## [Exercise requirements]
Copy out each of the lines below word for word, leaving out the pictures.
[START Data shown]
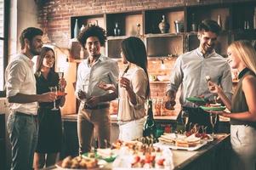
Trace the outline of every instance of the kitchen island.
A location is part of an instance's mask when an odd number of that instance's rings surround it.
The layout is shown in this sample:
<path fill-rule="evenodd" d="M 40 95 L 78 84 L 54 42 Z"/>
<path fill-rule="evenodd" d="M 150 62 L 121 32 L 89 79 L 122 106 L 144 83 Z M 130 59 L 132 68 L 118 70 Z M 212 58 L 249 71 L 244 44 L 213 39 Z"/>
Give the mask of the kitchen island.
[END Data shown]
## [Reply to the exercise]
Trace the outline of every instance of the kitchen island.
A location is part of an instance's mask when an odd number of that instance's rings surround it.
The layout is shown in this sample:
<path fill-rule="evenodd" d="M 40 95 L 78 84 L 54 42 Z"/>
<path fill-rule="evenodd" d="M 150 62 L 121 32 L 89 79 L 122 106 L 144 83 Z M 130 59 L 132 68 L 118 70 Z M 212 58 L 249 71 L 244 44 L 213 39 Z"/>
Give the mask of the kitchen island.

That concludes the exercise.